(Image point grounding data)
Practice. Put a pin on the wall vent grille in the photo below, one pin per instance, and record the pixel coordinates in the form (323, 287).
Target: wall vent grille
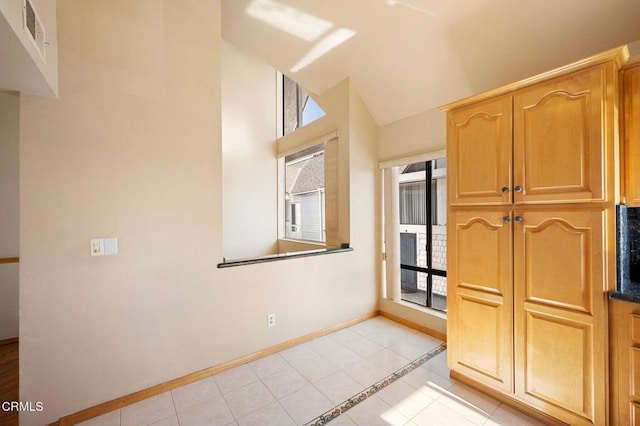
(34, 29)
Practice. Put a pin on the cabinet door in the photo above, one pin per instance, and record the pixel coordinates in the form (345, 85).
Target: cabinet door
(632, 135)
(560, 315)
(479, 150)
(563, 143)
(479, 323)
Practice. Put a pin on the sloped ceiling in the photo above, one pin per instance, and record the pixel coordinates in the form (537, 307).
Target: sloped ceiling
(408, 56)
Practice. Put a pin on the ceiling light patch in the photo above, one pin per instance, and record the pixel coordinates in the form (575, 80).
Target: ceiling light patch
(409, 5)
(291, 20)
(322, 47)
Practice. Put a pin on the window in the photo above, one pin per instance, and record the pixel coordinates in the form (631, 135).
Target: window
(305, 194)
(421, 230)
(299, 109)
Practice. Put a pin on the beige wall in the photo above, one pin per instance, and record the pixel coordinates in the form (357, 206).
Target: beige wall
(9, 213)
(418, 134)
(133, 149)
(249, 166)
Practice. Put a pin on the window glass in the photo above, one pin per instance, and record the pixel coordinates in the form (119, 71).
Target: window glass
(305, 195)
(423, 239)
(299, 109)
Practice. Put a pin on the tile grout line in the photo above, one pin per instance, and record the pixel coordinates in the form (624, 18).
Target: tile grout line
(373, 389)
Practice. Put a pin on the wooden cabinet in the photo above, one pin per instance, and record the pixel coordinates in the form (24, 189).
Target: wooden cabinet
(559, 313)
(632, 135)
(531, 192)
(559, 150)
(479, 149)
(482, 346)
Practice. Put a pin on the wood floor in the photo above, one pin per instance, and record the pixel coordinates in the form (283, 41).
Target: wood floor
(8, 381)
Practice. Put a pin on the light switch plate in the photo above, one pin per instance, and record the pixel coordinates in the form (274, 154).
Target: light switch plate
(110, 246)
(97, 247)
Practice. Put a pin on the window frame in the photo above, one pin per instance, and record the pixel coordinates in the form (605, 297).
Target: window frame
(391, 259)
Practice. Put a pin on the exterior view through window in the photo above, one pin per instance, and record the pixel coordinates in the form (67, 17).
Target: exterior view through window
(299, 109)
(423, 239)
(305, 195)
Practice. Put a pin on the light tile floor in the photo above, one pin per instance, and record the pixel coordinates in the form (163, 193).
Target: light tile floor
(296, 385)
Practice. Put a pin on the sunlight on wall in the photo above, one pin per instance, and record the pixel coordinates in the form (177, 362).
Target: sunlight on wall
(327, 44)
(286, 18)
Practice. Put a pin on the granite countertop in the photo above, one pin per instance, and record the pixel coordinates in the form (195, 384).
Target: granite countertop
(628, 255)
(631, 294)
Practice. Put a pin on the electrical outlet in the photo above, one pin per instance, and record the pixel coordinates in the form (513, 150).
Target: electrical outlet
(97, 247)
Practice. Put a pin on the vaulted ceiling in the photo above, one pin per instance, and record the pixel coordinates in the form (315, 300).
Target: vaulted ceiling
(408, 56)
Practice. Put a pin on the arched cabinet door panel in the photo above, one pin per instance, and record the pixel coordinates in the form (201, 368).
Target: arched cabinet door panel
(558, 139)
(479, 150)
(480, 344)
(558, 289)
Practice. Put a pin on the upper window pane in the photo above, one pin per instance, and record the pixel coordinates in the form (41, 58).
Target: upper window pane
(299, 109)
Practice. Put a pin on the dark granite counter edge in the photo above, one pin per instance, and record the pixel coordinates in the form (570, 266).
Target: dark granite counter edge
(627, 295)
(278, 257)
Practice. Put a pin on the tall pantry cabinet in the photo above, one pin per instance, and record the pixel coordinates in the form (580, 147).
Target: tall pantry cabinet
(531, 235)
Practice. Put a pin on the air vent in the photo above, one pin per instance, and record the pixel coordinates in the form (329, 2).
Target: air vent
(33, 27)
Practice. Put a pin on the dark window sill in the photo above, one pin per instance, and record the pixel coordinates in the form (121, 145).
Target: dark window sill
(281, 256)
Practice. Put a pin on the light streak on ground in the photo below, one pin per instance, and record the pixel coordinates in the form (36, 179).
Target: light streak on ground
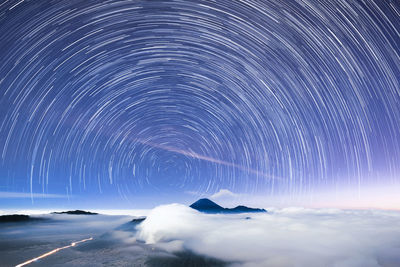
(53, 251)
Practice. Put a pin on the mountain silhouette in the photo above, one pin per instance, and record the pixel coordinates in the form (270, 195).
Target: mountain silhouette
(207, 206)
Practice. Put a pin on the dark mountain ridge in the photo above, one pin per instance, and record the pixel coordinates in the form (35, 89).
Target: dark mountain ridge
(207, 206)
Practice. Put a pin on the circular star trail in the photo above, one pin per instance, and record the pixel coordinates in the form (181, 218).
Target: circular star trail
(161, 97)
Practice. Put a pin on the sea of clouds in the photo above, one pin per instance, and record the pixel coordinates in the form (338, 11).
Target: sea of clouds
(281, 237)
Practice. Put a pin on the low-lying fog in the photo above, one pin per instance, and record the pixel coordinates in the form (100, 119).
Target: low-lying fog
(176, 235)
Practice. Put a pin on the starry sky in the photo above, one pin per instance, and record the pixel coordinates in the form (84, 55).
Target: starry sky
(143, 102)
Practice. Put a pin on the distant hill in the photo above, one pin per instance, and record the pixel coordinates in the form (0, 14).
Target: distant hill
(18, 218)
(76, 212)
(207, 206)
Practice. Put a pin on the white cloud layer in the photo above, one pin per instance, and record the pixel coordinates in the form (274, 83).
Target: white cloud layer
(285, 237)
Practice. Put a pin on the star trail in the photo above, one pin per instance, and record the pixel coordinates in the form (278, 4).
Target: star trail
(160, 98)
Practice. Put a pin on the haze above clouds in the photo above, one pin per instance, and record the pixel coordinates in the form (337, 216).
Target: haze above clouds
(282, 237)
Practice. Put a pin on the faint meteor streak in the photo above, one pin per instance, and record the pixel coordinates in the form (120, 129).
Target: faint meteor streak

| The problem |
The job here is to write out the records exactly, pictures excluded.

| Result of the exercise |
Practice. Put a pin on the wall vent grille in the photo below, one pin per instance, and record the pixel coordinates in the form (323, 287).
Target: wall vent grille
(34, 29)
Practice. Put a pin on the cabinet door in the photo above, one pin per instance, and record the pixel coordinates in the form (345, 85).
Target: cabinet door
(632, 135)
(560, 315)
(479, 150)
(563, 143)
(479, 323)
Practice. Put a pin on the sloped ceiling in the photo above, one pin per instance, and record the pixel coordinates in the form (537, 307).
Target: sloped ceiling
(408, 56)
Practice. Put a pin on the ceiling light patch in the photo above, one pin per instance, and record the pixel coordinates in the form (575, 80).
Target: ceiling light patch
(409, 5)
(291, 20)
(322, 47)
Practice. Put a pin on the window in the photo above, one pin per instance, and record the pixel coordinates in the form (631, 135).
Target: window
(305, 194)
(421, 230)
(299, 109)
Practice. Put a pin on the beige wall in the photo above, one pin per instance, and record the pixel coordinates in the form (357, 206).
Target: beige wall
(9, 213)
(418, 134)
(133, 149)
(249, 166)
Practice. Put a pin on the window glass in the photo above, one pin per instance, and record the pixel coordinates in the form (119, 71).
Target: window glass
(305, 195)
(423, 239)
(299, 109)
Practice. Put a pin on the tile grout line in the photo above, one pin per instance, and record the pixel coordinates in the form (624, 18).
Target: tile grout line
(373, 389)
Practice. Put a pin on the wooden cabinet in the photo above, one pin per instance, and record the pixel coordinates in the form (24, 189).
Target: wooden cabinet
(559, 313)
(632, 135)
(531, 192)
(559, 150)
(479, 149)
(482, 346)
Practice. Put a pin on the wood floor in the photo above, one pin per instance, and record the pixel coordinates in the form (283, 41).
Target: wood floor
(8, 381)
Practice. Put a pin on the light switch plate in the photo above, one pin per instance, and record the pixel coordinates in the form (274, 154).
Target: light switch plate
(110, 246)
(97, 247)
Practice. Put a pin on the window frame in the photo above, one pin per instance, and record the pixel coordinates in the form (605, 297).
Target: window frame
(391, 259)
Practice. Put a pin on the exterior view through window in the photo above, one pin per instance, and record the pixel coordinates in the form (67, 17).
Target: exterior view through window
(299, 109)
(423, 239)
(305, 195)
Practice. Put a pin on the light tile floor in the photo above, one pin per instance, and record the pixel coordinates in the form (163, 193).
Target: light tile floor
(296, 385)
Practice. Put a pin on the sunlight on wall in the photo above, one pin per instance, and record the pixel coordinates in the form (177, 362).
Target: sunlight on wall
(327, 44)
(286, 18)
Practice. Put a pin on the granite countertop in the photo above, one pin per instance, and record the pixel coordinates in the form (195, 384).
Target: granite countertop
(628, 255)
(631, 294)
Practice. Put a pin on the electrical outlet in the photo above, one pin per instance, and record the pixel coordinates in the form (513, 150).
Target: electrical outlet
(97, 247)
Practice. Put a pin on the vaulted ceiling in the photo above, one pin per instance, and record the pixel coordinates in the form (315, 300).
Target: vaulted ceiling
(408, 56)
Practice. Put a pin on the arched cabinet door panel in the photo above, one pin per instance, and record the pixel coordinates in the form (201, 368).
Target: arched cabinet door panel
(558, 139)
(479, 150)
(480, 344)
(558, 289)
Practice. Put a pin on the upper window pane in the photo above, one pin per instance, and record the pixel coordinates in the form (41, 58).
Target: upper window pane
(299, 109)
Practice. Put a pin on the dark granite counter edge in the photo above, one pin per instance, and record the pixel coordinates in the form (570, 266).
Target: dark granite counter edge
(627, 295)
(278, 257)
Practice. Put a pin on the tall pantry cabinet in the photo above, one pin per instance, and record the pixel coordinates in the form (580, 147).
Target: tall pantry cabinet
(531, 235)
Practice. Put a pin on the air vent in the photo above, one pin per instance, and record the pixel coordinates in the form (329, 2).
Target: air vent
(33, 27)
Practice. Put a pin on the dark window sill in the photo above, one pin per instance, and record the pixel coordinates in the form (121, 145).
Target: dark window sill
(281, 256)
Practice. Put a pin on the light streak on ground in the photo below, one pin per instance, and record the pixel coordinates in the form (36, 179).
Target: light streak on ground
(53, 251)
Practice. Put a pin on the mountain silhouette in the photo above, one pin per instance, and record the pixel coordinates in the form (270, 195).
Target: mountain silhouette
(207, 206)
Practice. Put a pin on the dark mountain ridge in the photo above, one pin per instance, and record the pixel coordinates in the form (35, 89).
Target: dark mountain ridge
(207, 206)
Practice. Put a pin on the circular star trail in the photo above, one pin per instance, and record the pixel coordinates in the form (181, 218).
Target: circular star trail
(161, 97)
Practice. Put a pin on the sea of clouds in the photo above, one pin per instance, and record the pixel coordinates in the form (338, 11).
Target: sea of clouds
(281, 237)
Practice. Put a pin on the low-lying fog in the photo above, one pin per instance, and record the pixel coordinates in the form (100, 119).
Target: low-lying fog
(176, 235)
Practice. Put a pin on the starry sky in the photo above, one pin per instance, and record the pixel coordinates in the form (84, 55).
Target: starry sky
(143, 102)
Practice. Put a pin on the distant hill in the photo above, one pin per instance, and record the pixel coordinates in the form (0, 14).
Target: distant hill
(18, 218)
(76, 212)
(207, 206)
Practice. Put a pin on the white cloud layer in the photo above, one pin per instance, and record the pixel coordinates in the form (274, 83).
Target: white cloud layer
(285, 237)
Practice. Put a pin on the star trail in the photo above, one pin per instance, and record the pixel coordinates in the form (278, 4).
Target: star trail
(160, 98)
Practice. Put a pin on the haze above clouds in the photo above, one pin per instance, and record the pixel coordinates in the form (337, 216).
Target: haze above clouds
(282, 237)
Practice. Put a pin on the faint meteor streak in the photo above, one pin per instance, and record the pixel coordinates in the form (120, 129).
Target: faint meteor streak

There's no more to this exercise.